* [Work order]:
Copy the passage about the Industry Audit word for word.

* [Quoted passage]:
----

The objective of the Industry Audit is to furnish a snapshot of how well companies are doing in advancing shareholder value. This measure is open to interpretation, particularly because there is no other standard accepted reference point we can cite that looks at performance from this perspective. Our approach is idiosyncratic, but it does reveal the importance of metrics that often escape the attention of the major investor rating institutions. One example is the return on assets against profits, which allow for the valuation of intangibles like patent holdings. Shareholder value is also a good indicator of long-term success because of its association with stability: when the investment community is happy, there is less pressure for changes in the c suite and management has some leverage to place riskier bets on investments that may play out only over time.

----

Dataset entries
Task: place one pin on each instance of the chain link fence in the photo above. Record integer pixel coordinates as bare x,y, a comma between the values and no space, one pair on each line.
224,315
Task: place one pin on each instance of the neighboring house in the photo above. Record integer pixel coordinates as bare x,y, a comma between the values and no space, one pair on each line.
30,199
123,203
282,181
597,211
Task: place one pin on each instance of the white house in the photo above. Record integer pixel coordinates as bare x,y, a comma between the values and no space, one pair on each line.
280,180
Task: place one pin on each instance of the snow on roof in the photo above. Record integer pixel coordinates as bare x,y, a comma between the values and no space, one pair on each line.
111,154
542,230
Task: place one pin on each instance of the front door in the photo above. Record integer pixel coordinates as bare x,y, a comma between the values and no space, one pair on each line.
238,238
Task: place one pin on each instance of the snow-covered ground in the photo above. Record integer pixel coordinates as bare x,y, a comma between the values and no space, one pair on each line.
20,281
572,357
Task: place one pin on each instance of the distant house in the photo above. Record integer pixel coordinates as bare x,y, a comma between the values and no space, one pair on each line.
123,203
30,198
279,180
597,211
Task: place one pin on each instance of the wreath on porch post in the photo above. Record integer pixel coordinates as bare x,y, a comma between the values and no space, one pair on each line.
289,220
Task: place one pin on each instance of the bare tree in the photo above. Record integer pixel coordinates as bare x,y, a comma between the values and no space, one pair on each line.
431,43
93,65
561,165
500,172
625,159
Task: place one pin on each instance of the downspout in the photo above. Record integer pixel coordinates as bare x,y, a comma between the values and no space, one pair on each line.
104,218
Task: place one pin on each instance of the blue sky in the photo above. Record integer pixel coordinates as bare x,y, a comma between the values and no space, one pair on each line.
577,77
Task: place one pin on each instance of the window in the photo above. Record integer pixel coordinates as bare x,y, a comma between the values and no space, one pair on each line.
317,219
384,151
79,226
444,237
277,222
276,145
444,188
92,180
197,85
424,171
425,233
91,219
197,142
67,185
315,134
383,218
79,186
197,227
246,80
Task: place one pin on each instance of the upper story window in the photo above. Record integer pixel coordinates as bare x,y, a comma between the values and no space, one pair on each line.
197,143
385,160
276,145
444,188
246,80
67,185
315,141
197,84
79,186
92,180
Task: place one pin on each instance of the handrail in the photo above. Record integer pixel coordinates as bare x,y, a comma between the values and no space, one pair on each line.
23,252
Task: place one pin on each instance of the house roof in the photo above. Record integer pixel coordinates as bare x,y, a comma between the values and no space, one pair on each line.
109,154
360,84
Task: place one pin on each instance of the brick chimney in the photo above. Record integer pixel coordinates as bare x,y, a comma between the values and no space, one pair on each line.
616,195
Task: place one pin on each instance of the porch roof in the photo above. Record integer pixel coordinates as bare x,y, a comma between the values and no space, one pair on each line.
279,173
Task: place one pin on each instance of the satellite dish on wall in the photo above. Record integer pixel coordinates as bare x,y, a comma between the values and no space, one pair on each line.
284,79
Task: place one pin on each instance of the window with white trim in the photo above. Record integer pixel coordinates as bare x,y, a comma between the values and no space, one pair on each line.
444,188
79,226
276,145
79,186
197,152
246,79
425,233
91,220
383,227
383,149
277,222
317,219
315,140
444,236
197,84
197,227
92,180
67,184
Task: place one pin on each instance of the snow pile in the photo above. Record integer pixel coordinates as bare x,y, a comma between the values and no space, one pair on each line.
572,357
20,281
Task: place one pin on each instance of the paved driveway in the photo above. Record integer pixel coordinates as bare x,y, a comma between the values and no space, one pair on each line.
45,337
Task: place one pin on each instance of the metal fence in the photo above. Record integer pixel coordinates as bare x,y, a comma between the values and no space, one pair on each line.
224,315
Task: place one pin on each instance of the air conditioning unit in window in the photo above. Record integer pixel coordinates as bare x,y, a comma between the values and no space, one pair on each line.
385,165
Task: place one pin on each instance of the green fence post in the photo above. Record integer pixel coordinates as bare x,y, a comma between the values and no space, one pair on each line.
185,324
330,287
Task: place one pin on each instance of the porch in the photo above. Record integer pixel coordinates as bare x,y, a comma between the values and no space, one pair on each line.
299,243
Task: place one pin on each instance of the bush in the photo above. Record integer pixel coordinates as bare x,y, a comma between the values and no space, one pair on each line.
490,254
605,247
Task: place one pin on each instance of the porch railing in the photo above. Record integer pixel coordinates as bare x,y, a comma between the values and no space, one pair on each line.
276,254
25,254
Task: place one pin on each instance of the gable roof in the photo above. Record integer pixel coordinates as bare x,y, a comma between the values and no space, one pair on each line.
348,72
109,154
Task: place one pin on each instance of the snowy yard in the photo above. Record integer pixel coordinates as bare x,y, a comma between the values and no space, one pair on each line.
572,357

----

* [Solution to this task]:
The objective of the Industry Audit is to furnish a snapshot of how well companies are doing in advancing shareholder value. This measure is open to interpretation, particularly because there is no other standard accepted reference point we can cite that looks at performance from this perspective. Our approach is idiosyncratic, but it does reveal the importance of metrics that often escape the attention of the major investor rating institutions. One example is the return on assets against profits, which allow for the valuation of intangibles like patent holdings. Shareholder value is also a good indicator of long-term success because of its association with stability: when the investment community is happy, there is less pressure for changes in the c suite and management has some leverage to place riskier bets on investments that may play out only over time.